[Start of Attachment]

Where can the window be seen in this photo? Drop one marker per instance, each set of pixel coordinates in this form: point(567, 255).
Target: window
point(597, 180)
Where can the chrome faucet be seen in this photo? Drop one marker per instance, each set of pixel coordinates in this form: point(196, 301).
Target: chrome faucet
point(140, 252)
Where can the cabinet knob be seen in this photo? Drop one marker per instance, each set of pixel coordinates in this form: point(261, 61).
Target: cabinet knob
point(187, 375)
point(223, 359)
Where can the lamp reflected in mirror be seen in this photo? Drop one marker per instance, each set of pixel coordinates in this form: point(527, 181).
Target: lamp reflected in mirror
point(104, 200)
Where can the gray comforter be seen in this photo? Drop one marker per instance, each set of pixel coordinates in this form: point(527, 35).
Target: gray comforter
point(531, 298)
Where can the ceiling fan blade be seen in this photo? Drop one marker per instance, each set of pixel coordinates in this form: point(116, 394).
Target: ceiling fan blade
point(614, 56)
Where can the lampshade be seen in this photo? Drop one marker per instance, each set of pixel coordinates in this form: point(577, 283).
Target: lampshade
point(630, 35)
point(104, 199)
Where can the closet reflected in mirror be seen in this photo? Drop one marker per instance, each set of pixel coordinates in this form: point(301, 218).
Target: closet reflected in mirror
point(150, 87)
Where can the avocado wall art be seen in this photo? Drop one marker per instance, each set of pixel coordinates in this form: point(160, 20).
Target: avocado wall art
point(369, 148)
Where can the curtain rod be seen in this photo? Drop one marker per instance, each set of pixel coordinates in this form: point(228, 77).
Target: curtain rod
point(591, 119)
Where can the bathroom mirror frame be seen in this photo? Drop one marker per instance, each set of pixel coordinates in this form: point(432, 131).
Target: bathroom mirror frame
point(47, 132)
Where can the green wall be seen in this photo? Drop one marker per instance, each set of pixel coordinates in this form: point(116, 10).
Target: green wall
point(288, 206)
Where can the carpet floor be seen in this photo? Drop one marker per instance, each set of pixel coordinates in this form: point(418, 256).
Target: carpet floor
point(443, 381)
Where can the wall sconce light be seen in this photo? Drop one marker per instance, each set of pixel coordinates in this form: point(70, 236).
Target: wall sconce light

[End of Attachment]
[Start of Attachment]

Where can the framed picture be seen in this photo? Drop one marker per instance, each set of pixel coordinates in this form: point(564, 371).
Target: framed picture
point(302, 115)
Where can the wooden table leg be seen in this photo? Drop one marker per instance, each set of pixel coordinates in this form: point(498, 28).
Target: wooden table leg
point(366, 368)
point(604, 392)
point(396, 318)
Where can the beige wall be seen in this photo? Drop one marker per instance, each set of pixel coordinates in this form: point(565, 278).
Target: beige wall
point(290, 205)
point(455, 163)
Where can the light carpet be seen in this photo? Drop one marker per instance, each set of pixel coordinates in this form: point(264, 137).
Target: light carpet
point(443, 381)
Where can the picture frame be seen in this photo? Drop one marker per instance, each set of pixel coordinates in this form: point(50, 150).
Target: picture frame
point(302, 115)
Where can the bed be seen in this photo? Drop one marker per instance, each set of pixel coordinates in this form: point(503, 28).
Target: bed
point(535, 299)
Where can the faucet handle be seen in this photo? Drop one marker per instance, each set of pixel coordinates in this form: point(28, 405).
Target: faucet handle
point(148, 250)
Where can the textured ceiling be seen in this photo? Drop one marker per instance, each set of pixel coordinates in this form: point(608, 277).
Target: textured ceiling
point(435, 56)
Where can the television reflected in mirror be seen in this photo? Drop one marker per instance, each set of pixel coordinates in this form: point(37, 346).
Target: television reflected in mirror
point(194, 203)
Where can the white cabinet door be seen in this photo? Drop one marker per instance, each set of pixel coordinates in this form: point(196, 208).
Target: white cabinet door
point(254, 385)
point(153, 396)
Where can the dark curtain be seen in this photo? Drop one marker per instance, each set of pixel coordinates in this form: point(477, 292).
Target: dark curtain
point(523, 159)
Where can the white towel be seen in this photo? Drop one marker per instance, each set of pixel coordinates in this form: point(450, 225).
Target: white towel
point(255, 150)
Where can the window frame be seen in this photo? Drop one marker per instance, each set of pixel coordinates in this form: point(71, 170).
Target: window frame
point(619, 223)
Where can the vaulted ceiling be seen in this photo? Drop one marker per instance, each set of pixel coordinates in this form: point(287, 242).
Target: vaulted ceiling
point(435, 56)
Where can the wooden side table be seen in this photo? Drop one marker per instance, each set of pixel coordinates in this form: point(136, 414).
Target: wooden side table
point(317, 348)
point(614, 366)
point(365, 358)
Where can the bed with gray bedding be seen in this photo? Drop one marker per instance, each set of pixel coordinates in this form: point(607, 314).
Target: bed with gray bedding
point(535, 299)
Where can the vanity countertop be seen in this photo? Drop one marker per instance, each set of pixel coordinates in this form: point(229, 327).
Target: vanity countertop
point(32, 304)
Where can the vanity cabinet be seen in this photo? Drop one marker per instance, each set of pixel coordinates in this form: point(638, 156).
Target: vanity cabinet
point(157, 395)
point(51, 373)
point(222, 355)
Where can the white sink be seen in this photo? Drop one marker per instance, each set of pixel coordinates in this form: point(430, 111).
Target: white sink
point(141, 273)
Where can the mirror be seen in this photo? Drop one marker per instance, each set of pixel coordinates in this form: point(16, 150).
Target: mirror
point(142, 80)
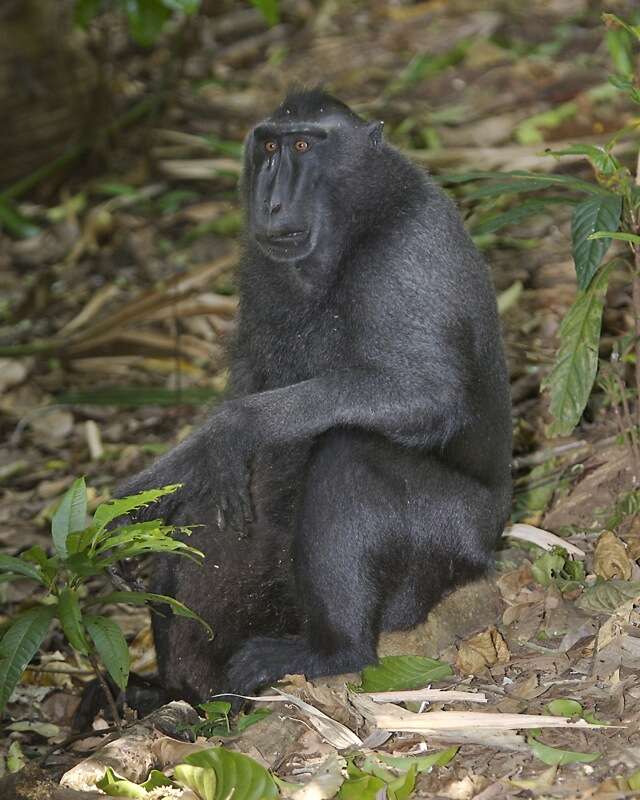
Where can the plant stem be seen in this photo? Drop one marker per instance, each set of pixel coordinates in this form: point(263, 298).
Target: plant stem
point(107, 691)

[End of Attachment]

→ **DESCRIPTION OF THE TASK**
Go through the entries and copy every line with "sconce".

→ **EXERCISE OUTPUT**
Where can the wall sconce light be seen in this photo? Drop one marker per instance, each set of pixel coordinates in this form: point(70, 236).
Target: wall sconce light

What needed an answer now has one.